RECORDS TO USE>
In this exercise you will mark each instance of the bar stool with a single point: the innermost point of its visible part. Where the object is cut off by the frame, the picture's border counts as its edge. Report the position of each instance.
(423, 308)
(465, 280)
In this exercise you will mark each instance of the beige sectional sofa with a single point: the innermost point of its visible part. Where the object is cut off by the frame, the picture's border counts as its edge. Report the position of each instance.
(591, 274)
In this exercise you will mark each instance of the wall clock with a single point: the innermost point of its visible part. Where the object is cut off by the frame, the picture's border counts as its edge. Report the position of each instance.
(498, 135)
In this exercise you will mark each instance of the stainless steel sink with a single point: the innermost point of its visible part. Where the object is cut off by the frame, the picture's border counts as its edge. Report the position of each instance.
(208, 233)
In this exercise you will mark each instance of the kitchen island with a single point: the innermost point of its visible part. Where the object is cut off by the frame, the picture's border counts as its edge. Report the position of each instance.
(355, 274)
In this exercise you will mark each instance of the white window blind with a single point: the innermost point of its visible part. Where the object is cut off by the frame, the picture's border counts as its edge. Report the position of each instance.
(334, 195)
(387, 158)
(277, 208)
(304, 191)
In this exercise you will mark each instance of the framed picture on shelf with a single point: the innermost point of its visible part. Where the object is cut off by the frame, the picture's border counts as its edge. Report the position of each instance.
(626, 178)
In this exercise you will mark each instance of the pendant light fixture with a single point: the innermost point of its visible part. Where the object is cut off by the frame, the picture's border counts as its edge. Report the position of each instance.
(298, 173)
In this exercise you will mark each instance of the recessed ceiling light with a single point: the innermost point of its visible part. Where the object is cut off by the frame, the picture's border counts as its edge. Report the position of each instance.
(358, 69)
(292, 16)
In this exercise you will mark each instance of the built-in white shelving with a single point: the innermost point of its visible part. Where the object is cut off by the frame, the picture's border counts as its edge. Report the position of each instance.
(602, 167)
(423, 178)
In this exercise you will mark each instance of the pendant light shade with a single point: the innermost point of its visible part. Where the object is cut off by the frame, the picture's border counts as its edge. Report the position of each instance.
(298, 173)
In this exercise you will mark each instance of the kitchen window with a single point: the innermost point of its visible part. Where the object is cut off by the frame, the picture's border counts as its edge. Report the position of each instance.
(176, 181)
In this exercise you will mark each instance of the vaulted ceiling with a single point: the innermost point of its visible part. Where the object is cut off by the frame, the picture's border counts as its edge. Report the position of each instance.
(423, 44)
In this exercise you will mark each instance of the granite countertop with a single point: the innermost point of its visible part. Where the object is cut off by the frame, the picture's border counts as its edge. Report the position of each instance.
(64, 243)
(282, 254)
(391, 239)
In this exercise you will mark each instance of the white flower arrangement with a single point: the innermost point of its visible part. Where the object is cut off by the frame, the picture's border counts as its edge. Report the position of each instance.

STATED TASK> Repeat back the data above, exact to the last character.

TASK RESULT>
In this exercise you will mark each instance of the bar stool with a single point: the innermost point of its visible part. Where the object is cut off by the frame, the picture's border counts as its edge. Report the position of each instance.
(423, 308)
(465, 280)
In this exercise you will mark each instance of the beige sectional sofa with a single point: the innermost point of its visible part. Where the object is cut off by the frame, the picture's border counts as its edge. Report the position of each instance.
(591, 274)
In this exercise you will mark each instance of the wall clock with a single point: the innermost point of its visible part. Where the object is cut off by the frame, the picture's border counts as its edge. Report the position of each instance.
(498, 135)
In this exercise you will mark each instance of the stainless steel sink with a single point: the innermost point of its visible part. Where the object is cut off by the frame, the picture's border counts as its edge. Report the position of each instance.
(208, 233)
In this exercise you will mark each instance of the kitchen island with a single point: the innermost point of its visible part. Where the object is cut off by the frame, the picture's border counts as its edge. Report the position of each instance.
(355, 274)
In this exercise you will mark each instance of the white window blind with a single point: the innermost point of its visible part. Where the object is cut off by the frame, the picture's border counts as its edge. Report the position of each instance.
(334, 195)
(387, 158)
(277, 208)
(304, 191)
In this exercise you will mark each instance of the framed picture on shelf with a single point: the innermost point of its visible part. Where the object is cut off by the frame, the picture's border counts as its edge. Report the position of each instance.
(626, 178)
In this exercise you will mark each instance of the pendant light fixture with a single point: the innermost point of its visible part. Where the object is cut off by the frame, the picture's border counts as its edge. Report the position of each instance.
(298, 173)
In this exercise you will mark each instance of the recessed ceiling light with a single point: the innermost point of its visible part. Where the object is cut off by the frame, the picture's border counts as its edge. Report the position of each instance.
(358, 69)
(292, 16)
In this exercise you will mark each instance of the built-in white shelving with a single point: the innermost point of its visible part. Where the object is cut off by the frame, the picture's border counts as its edge. Report the position of each instance.
(602, 167)
(423, 178)
In this exercise you will mark each instance of the pendant light shade with a single point: the innermost point of its visible part. Where the object is cut off by the frame, the picture's border counts as its edge. Report the position of each instance.
(298, 173)
In this exercise you will mark each instance of the kitchen window with a single point: the innermost point of its visible part. Where the object is cut off by the frame, the picture's border counts as its edge. Report the position of each instance.
(176, 181)
In this exercise you will mark each instance of the vaulted ceiling with a single point: the innermost point of its visible part. Where the object is cut off by the frame, the picture's border counts as its edge. Report the position of each instance.
(423, 44)
In this exercise you will mark each instance of the granite countertop with a single point: the innermost point of its visible part. Where the object is cut off by the frame, the picture's border counts as its edge. Report the position of each instance.
(64, 243)
(282, 254)
(391, 239)
In this exercise you will mark each instance of the white flower arrangement with a single point: the innermost point of its visible part. Where the object is cut off by the frame, the picture's border counts as its edge. Report the position of each instance.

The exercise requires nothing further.